## WRITTEN EXERCISE:
Express the data below as a two-column CSV with the headers instruction and points, where each row holds one labeling instruction and the coordinates given after it. Put each in a single quoted field with line breaks replaced by spaces, and leave out the pictures.
## START RAW RECORDS
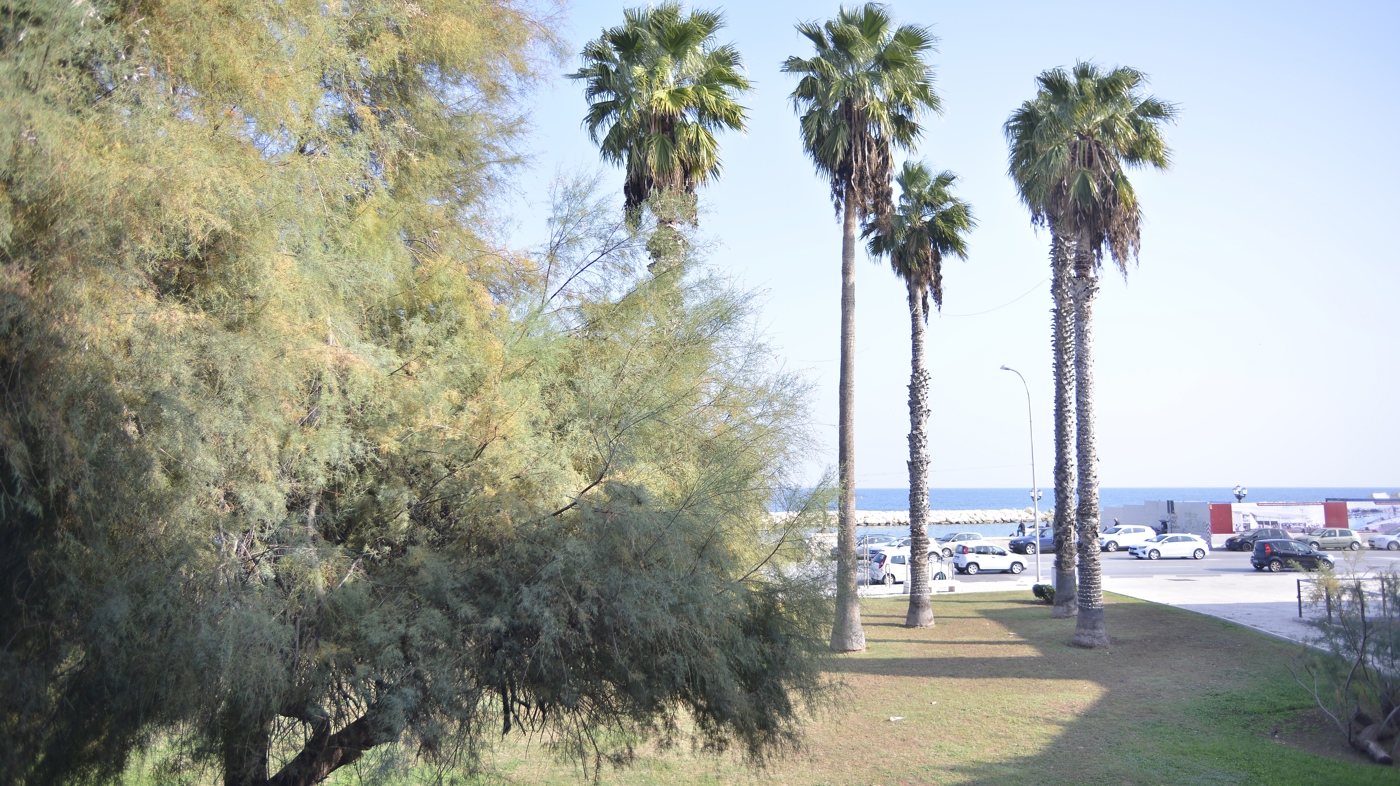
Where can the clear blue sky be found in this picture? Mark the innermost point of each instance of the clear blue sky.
(1256, 342)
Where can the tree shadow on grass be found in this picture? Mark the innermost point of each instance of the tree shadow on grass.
(1179, 698)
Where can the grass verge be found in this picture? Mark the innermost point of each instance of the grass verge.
(994, 695)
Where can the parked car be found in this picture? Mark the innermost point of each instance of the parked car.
(891, 566)
(1277, 555)
(867, 544)
(1332, 540)
(948, 542)
(1245, 541)
(1173, 545)
(1124, 535)
(1389, 542)
(973, 559)
(1028, 544)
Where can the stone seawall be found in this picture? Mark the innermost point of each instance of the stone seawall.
(938, 517)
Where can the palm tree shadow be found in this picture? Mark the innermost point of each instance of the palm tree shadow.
(1094, 702)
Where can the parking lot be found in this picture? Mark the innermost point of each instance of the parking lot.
(1217, 562)
(1224, 584)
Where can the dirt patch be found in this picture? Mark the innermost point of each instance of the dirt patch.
(1313, 732)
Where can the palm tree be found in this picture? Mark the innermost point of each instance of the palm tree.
(658, 88)
(928, 224)
(860, 95)
(1095, 126)
(1026, 129)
## END RAW RECORDS
## FINISHED EXERCISE:
instruction,points
"Where can the clear blue sky be found in this picture? Mark the innermost point of each instance of the clear blue sky.","(1256, 342)"
"Where can the tree shadow on grass be found in this picture? Mark the innermost point of each instance of the tree shadow on grass.","(1179, 698)"
"Where can the grass verge be found in this picture? Mark the innermost point of each instance of the grass verge.","(994, 695)"
"Where can the parked car be found in this picture? Mark the innermost point of each instance of the parked car.","(891, 566) (1277, 555) (867, 544) (1332, 540) (948, 542) (1245, 541) (1173, 545) (1124, 535) (1389, 542) (973, 559) (1028, 544)"
"Where can the stone seawall be found in this picture? Mark the innermost point of each instance of the stone seawall.","(938, 517)"
"Where can the palm tree shadow be found in this picture? Mark the innermost point of each instance of the palm tree shadow.","(1094, 702)"
"Where can the parking lot be found in this picture? Mark the innermost point of each instance of the parking lot.","(1217, 562) (1224, 584)"
"Where can the dirt patch be found in this picture? Mark the innermost point of each instance of the dirt patch.","(1313, 732)"
"Where can the palm tree be found in this picture? Mark the innermost point of each instance of the palm tree.","(658, 88) (928, 224) (860, 95) (1095, 126) (1026, 129)"